Background and Objective:

Breast cancer is the most common cancer type among women worldwide and a leading cause of female death. Accurately interpreting these complex tumors, involving small size and morphology, requires a significant amount of expertise and time. Developing a breast tumor segmentation model to assist clinicians in treatment, therefore, holds great practical significance.

Methods:

We propose a multi-scale, multi-task model framework named MTF-UNet. Firstly, we differ from the common approach of using different convolution kernel sizes to extract multi-scale features, and instead use the same convolution kernel size with different numbers of convolutions to obtain multi-scale, multi-level features. Additionally, to better integrate features from different levels and sizes, we extract a new multi-branch feature fusion block (ADF). This block differs from using channel and spatial attention to fuse features, but considers fusion weights between various branches. Secondly, we propose to use the number of pixels predicted to be related to tumors and background to assist segmentation, which is different from the conventional approach of using classification tasks to assist segmentation.

## Data to examine
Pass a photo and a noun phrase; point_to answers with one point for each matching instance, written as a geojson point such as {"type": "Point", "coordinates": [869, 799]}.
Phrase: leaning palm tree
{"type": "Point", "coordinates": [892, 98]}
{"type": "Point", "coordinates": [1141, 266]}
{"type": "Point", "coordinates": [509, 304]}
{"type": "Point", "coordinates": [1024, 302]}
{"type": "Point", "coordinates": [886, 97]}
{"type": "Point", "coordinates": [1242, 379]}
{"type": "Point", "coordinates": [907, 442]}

## Work to complete
A. In the breast tumor segmentation abstract, what does MTF-UNet use to extract multi-scale features instead of different convolution kernel sizes?
B. Continue the breast tumor segmentation abstract from where it stops.
The rows stand apart from the breast tumor segmentation abstract.

## Answers to the problems
A. It uses the same convolution kernel size with different numbers of convolutions.

B.
Results:

We conducted extensive experiments on our proprietary DCE-MRI dataset, as well as two public datasets (BUSI and Kvasir-SEG). In the aforementioned datasets, our model achieved excellent MIoU scores of 90.4516%, 89.8408%, and 92.8431% on the respective test sets. Furthermore, our ablation study has demonstrated the efficacy of each component and the effective integration of our auxiliary prediction branch into other models.

Conclusion:

Through comprehensive experiments and comparisons with other algorithms, the effectiveness, adaptability, and robustness of our proposed method have been demonstrated. We believe that MTF-UNet has great potential for further development in the field of medical image segmentation. The relevant code and data can be found at https://github.com/LCUDai/MTF-UNet.git.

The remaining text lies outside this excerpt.